Fishing boat and coasts in St Lucia. Photo credit: Fabiola Espinoza Cordova

In MaCoBioS, a consortium of international researchers from many different scientific disciplines seek to answer some urgent questions, regarding the impacts of human activities on marine ecosystem functions, the supply of ecosystem services from these, and the potential of solutions that combine better marine management and protection with the mitigation of environmental changes, foremost adaptation to clime change. Yet, for scientific knowledge and understanding to be taken up, policy makers and environmental managers have to be included throughout the process. Science communication must ensure that results and evidence-based recommendations reach this important target group, who use this knowledge to formulate policies and plans that in turn contribute to improve marine management and conservation.

Unfortunately, while this sounds quite straightforward, the reality is more complex and challenging. Mobilizing different kinds of knowledge (for instance local and indigenous knowledges) in order to improve the management of marine resources requires pluralistic and interdisciplinary approaches. Science needs to interrogate prevailing power asymmetries within and among existing institutions, question its own scientific assumptions, and the values and interests that are the result of the power asymmetries and assumptions.

In addition, the language of science and the language of policy are rarely compatible, finding a common denominator and being able to speak to one another is therefore of utmost importance. Here, science and scientists have an important task – learning to speak the language of policy and practitioners, that overcomes historically diverging views and interests. Moreover, although science is complex in itself, providing evidence-based recommendations must account for the messiness of the policy process. At each phase of this process different short and long term economic, social and political interests and power clash with each other. Thus, policies may either be compromises of different trade-offs or benefit specific sectorial interests first and foremost.  

Within MaCoBioS we seek to provide evidence-based guidance for marine policy formulation and innovative research pathways. We do this because we want to support policymakers in developing cost-effective strategies in order to improve marine and coastal ecosystem management and protection. Doing so is particularly important in the light of the ongoing and expected climate changes. MaCoBioS partners are combining ecological and social science research carried out in three regions (the Caribbean, the western Mediterranean and the North Sea) in order to find out how environmental change affects not just the marine and coastal ecosystems, but also people and communities depending on these.

◆ GIVEN DATA ◆
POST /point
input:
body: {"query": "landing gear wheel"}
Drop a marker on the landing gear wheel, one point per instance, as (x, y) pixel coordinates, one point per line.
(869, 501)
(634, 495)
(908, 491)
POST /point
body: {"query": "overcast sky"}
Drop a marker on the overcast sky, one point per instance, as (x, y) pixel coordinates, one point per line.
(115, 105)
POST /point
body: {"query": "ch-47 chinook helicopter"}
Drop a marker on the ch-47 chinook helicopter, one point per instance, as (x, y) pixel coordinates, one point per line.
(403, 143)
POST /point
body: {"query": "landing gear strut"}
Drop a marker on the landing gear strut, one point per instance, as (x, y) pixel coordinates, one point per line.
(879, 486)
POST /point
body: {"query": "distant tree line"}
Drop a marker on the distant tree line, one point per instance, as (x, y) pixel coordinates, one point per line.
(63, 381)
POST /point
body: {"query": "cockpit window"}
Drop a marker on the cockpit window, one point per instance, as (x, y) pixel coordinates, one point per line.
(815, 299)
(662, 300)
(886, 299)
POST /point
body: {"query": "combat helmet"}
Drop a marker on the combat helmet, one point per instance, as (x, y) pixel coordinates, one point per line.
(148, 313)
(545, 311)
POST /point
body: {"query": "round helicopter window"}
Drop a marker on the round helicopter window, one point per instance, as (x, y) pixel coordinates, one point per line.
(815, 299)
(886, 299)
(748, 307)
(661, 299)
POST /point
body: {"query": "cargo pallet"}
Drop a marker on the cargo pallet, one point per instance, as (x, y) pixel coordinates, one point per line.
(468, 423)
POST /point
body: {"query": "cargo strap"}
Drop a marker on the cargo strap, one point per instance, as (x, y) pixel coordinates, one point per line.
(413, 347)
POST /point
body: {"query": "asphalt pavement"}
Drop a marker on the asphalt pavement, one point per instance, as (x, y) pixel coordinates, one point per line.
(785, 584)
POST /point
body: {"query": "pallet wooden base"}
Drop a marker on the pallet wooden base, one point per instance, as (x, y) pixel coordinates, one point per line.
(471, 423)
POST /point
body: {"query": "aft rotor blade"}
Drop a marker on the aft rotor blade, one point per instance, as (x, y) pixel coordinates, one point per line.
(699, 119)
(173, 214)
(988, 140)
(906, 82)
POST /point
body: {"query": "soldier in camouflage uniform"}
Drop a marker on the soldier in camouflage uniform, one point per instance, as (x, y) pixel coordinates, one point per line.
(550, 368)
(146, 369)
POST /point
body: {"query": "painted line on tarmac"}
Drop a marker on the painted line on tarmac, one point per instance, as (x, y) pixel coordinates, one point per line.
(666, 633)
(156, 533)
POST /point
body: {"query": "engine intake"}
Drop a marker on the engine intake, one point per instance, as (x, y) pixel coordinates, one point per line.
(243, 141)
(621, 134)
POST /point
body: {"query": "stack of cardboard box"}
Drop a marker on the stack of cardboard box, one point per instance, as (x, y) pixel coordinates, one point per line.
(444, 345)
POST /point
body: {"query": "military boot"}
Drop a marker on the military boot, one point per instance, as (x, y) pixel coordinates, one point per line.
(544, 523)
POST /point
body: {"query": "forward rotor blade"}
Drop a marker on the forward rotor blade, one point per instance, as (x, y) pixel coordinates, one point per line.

◆ TO-DO LIST ◆
A. Return each line of the records that contains the string "helicopter", treating uppercase and lowercase letters as different.
B. Continue the text on MaCoBioS and marine policy from the point where it stops.

◆ ANSWERS BELOW ◆
A.
body: {"query": "ch-47 chinook helicopter"}
Drop a marker on the ch-47 chinook helicopter, one point per instance, as (x, y) pixel coordinates, one point per line.
body: {"query": "round helicopter window"}
Drop a marker on the round helicopter window, one point per instance, as (x, y) pixel coordinates, one point per line.

B.
Getting a more complete picture of the interconnectedness between society and the marine and coastal ecosystems, and understanding how dependent communities are on ecosystem services allows for the formulation of better and more equitable policies. Understanding the societal dimensions and accounting for these in policies and management plans supports their implementation and uptake, reducing potential resistance by people and communities.

Illustration of sea level rise in France. Photo credit: Rémy Simide

For instance, in Barbados we seek to better study how power dynamics and different ways policy makers understand adaptation to climate change influence policy and planning. Moreover, what does it mean for social justice and environmental integrity when actions are implemented on the ground? Understanding how the adaptation challenge is problematized and what processes shape who decides, who is vulnerable, whose values counts and what interventions to prioritize is key if we want to translate scientific knowledge into transformative change.

In Martinique, we apply a gender and intersectional lens and focus on understanding the impacts of climate change (including aspects of loss and damage) on marine and coastal ecosystems and people’s livelihoods. Here, we emphasize local knowledge, the perception of risk, as well as dependencies, needs, and aspirations of communities relying on marine and coastal ecosystem services in order to support inclusive and informed decisions made under the uncertainty posed by climate change.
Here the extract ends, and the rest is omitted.